GIVEN REQUEST: Report each line in the entries below that contains the string "egret", reproducing every such line in full.
=-=-=-=-=
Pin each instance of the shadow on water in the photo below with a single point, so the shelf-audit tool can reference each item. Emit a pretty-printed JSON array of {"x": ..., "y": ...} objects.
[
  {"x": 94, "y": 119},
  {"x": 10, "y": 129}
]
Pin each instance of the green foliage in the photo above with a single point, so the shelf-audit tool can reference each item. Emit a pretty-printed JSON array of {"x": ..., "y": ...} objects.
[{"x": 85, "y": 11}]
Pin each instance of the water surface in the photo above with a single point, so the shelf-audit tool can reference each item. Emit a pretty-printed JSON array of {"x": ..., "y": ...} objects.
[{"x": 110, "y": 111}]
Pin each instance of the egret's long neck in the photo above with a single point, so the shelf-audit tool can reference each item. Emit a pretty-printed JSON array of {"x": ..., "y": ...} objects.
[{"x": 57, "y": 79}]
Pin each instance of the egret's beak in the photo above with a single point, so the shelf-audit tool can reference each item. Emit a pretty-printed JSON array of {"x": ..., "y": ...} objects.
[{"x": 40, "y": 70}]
=-=-=-=-=
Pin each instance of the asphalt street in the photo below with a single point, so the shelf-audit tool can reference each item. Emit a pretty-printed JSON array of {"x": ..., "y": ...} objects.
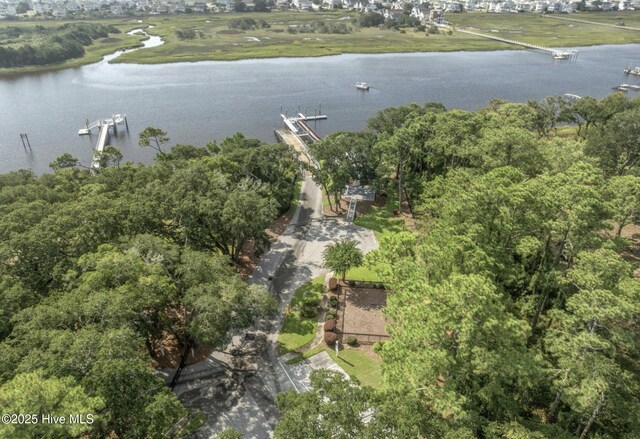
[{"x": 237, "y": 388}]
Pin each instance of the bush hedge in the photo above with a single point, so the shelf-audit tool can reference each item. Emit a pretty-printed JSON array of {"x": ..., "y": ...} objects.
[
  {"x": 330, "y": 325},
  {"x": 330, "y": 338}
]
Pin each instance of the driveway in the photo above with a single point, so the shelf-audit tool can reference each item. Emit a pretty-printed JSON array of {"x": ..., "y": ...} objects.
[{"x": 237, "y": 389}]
=-=-=-=-=
OUTPUT OF THE TASK:
Pin each instance of the egret's long neck in the photo above with a single point, so the shelf-audit tool can reference each item. Emit a pretty-printed JSON array of {"x": ..., "y": ...} objects.
Pin each instance of the egret's beak in the photo above with a single point, so the shelf-audit tool can reference each item. Emit a pretty-printed JSON array of {"x": ..., "y": ...} objects.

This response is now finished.